━━━━━ RECORDS TO USE

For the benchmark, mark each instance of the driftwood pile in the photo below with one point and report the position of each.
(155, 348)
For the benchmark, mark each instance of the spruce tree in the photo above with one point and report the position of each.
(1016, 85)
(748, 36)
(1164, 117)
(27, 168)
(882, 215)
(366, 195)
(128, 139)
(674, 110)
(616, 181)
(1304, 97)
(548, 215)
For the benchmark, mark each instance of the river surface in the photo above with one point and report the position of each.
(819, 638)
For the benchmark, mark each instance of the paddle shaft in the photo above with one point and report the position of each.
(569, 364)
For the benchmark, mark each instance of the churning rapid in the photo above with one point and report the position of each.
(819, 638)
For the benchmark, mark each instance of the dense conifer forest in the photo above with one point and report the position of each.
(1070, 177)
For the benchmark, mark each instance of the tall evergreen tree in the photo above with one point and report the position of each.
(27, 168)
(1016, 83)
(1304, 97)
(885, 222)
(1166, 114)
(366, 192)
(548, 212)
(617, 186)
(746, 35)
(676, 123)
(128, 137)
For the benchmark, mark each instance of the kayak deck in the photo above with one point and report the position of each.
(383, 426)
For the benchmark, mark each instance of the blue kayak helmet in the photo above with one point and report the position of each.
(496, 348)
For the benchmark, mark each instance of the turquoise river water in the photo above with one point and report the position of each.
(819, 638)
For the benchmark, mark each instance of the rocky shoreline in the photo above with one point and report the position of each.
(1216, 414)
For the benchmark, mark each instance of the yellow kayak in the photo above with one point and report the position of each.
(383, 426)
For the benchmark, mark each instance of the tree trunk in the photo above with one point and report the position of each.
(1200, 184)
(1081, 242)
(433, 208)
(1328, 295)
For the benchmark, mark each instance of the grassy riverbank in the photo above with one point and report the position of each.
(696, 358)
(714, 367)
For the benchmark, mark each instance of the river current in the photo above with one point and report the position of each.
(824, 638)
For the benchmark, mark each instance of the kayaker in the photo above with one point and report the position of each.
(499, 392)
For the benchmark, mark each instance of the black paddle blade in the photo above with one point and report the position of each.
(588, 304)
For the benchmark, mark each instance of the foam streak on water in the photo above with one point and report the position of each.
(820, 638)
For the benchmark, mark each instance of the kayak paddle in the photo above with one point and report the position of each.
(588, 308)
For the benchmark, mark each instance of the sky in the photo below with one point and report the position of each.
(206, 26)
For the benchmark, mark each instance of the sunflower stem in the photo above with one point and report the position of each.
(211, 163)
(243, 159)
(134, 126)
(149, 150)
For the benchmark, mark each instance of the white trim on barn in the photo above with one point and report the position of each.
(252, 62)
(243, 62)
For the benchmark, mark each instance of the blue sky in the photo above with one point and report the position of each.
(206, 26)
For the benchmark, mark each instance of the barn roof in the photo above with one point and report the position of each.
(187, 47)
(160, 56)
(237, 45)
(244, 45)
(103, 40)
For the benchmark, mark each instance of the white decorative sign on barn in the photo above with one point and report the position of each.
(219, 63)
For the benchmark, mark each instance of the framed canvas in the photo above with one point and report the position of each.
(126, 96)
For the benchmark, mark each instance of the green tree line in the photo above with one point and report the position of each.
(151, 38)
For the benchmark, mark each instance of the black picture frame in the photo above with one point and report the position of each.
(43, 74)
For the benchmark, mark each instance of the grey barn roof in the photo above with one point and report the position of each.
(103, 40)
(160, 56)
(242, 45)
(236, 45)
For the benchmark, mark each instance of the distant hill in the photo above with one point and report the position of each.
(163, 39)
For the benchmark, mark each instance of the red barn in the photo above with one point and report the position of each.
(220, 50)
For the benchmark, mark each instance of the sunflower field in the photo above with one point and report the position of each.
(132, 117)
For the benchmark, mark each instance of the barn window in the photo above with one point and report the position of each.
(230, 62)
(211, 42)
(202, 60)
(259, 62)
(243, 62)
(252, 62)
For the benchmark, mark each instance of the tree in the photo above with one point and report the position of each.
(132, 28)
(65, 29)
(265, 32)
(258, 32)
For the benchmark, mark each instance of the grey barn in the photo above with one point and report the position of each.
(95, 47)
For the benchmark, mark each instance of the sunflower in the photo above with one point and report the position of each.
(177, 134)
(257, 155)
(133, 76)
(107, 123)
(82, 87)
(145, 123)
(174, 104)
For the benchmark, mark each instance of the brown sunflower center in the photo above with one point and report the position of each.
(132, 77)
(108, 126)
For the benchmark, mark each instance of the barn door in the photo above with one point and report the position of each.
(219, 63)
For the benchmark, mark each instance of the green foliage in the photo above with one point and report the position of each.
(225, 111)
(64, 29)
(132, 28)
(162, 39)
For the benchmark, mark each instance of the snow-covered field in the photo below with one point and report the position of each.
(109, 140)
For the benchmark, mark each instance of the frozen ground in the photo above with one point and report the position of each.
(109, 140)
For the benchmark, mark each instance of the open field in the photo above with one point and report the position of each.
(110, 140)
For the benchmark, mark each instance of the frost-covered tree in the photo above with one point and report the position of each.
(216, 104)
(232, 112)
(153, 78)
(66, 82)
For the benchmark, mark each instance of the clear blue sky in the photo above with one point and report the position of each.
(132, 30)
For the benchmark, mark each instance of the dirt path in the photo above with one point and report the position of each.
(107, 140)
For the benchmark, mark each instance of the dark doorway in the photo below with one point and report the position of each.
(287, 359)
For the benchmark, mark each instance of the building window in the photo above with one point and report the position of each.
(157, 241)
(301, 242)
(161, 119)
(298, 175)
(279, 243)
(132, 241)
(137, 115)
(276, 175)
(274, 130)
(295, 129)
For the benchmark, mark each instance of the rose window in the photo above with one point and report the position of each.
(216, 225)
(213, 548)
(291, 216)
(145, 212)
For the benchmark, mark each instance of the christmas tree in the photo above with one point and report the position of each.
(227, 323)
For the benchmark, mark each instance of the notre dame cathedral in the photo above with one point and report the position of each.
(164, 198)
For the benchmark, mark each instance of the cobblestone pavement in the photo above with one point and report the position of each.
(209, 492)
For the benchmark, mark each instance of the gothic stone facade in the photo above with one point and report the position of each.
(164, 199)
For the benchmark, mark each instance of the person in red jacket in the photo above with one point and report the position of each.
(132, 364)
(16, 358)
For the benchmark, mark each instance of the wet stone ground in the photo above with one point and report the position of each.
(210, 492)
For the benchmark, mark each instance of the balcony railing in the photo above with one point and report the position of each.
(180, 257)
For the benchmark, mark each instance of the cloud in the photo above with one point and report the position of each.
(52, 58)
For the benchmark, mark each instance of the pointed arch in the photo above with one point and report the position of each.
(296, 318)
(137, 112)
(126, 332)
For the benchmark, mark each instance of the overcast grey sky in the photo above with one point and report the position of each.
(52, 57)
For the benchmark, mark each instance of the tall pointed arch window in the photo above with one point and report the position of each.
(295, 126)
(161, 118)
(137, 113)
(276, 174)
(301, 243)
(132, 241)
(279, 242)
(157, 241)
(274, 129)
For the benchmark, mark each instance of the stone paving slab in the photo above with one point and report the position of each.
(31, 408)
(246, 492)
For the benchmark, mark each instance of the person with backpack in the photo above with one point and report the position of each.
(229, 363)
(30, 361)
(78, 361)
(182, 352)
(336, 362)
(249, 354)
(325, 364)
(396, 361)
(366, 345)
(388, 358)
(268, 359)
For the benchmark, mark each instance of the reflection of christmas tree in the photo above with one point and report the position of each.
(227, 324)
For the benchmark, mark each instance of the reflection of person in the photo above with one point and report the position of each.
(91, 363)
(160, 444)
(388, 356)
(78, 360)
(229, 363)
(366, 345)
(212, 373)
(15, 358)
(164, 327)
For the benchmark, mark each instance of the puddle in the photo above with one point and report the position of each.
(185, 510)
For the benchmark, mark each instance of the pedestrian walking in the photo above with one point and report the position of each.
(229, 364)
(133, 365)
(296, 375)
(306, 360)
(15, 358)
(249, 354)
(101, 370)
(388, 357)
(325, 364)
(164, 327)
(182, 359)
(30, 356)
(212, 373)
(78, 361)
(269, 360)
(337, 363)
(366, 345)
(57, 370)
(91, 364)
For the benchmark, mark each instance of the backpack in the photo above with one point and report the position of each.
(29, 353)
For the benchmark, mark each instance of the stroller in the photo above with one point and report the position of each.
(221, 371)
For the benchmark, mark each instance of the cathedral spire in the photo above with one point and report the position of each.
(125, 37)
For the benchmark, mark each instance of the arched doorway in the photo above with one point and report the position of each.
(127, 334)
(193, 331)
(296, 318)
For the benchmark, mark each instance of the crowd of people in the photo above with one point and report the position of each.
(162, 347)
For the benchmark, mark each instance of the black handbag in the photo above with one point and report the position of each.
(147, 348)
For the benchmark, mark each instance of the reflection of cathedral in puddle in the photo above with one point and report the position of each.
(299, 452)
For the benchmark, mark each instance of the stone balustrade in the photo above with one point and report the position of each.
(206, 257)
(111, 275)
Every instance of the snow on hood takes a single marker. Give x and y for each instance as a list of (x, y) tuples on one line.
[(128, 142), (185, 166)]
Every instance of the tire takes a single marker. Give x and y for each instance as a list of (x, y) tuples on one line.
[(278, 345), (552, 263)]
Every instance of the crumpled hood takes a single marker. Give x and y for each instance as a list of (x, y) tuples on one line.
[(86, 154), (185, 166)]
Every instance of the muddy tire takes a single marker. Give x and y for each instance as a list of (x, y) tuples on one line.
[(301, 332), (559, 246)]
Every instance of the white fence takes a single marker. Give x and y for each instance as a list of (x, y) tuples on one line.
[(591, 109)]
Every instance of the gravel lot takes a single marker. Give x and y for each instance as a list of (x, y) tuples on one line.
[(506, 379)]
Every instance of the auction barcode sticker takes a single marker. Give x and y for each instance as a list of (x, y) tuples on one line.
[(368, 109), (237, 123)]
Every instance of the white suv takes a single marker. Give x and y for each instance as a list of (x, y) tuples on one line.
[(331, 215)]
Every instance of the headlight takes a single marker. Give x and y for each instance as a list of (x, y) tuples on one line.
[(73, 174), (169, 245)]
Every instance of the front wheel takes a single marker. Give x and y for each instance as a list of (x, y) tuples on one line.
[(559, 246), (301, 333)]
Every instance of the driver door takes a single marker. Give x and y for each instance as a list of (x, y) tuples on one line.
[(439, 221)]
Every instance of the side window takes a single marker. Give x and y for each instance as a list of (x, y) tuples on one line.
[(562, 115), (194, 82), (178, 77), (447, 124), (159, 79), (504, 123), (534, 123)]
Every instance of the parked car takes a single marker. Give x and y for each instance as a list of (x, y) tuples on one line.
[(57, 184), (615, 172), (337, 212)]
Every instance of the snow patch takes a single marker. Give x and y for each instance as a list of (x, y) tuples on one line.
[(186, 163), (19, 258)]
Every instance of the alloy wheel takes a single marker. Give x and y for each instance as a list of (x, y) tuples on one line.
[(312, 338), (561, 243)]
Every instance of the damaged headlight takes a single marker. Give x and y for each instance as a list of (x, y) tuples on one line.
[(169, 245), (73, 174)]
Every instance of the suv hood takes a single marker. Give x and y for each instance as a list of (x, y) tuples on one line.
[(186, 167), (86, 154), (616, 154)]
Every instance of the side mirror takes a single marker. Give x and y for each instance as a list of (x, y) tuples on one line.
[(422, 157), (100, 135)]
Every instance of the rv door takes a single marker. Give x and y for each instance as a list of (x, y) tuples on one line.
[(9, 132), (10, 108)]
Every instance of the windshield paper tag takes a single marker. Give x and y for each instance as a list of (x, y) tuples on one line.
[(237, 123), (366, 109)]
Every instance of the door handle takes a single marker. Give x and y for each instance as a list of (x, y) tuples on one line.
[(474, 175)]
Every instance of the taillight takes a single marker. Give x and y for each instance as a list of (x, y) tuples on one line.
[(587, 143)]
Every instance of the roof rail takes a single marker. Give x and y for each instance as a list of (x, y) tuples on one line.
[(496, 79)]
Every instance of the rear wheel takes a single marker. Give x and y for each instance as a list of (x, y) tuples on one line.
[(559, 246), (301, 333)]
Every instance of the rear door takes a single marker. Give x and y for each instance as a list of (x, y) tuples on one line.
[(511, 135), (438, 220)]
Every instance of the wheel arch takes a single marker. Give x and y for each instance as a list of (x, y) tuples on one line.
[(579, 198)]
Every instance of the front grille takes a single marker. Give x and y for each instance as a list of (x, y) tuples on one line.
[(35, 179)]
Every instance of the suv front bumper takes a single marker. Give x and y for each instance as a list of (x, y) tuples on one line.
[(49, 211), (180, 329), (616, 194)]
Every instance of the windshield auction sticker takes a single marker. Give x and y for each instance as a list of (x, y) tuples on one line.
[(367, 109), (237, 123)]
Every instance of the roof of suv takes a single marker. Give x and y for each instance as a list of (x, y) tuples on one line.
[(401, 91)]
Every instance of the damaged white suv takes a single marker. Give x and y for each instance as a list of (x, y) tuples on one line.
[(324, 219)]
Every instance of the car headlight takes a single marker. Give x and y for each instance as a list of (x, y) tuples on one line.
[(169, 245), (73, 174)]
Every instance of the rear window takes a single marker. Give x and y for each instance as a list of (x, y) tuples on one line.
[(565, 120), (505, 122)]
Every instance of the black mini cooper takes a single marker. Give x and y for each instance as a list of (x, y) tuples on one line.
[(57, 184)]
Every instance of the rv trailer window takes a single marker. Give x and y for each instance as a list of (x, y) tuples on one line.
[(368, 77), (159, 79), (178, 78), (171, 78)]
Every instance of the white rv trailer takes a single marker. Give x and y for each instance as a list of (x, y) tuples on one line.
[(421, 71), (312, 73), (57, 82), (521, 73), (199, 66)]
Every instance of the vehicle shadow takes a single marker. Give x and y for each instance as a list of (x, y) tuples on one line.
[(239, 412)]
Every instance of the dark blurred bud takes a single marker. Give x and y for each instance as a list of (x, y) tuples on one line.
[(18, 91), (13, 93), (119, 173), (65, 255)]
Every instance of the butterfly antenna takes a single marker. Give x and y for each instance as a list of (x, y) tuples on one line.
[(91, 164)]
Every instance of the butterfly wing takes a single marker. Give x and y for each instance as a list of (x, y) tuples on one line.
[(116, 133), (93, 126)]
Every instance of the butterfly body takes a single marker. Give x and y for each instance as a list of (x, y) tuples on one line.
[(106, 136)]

━━━━━━━━━━

- **WHAT THE TASK REQUIRES**:
Copy the records word for word, from the first line through the line containing "(1070, 177)", including both of those lines.

- **SOLUTION TO THE EXERCISE**:
For the benchmark, mark each instance of the driftwood pile in the photo below with one point and report the position of each.
(155, 348)
For the benchmark, mark each instance of the spruce tree in the photo above with one point and report the position of each.
(1016, 85)
(748, 36)
(1164, 117)
(27, 168)
(882, 215)
(366, 195)
(128, 139)
(674, 110)
(616, 181)
(1304, 97)
(548, 215)
For the benchmark, mark each instance of the river surface in the photo above with one point and report the position of each.
(819, 638)
For the benchmark, mark each instance of the paddle shaft in the photo above with one point and report the position of each.
(569, 364)
For the benchmark, mark each instance of the churning rapid in the photo above with one point and report the position of each.
(819, 638)
For the benchmark, mark each instance of the dense conifer forest in the photo above with one point and report the position of each.
(1070, 177)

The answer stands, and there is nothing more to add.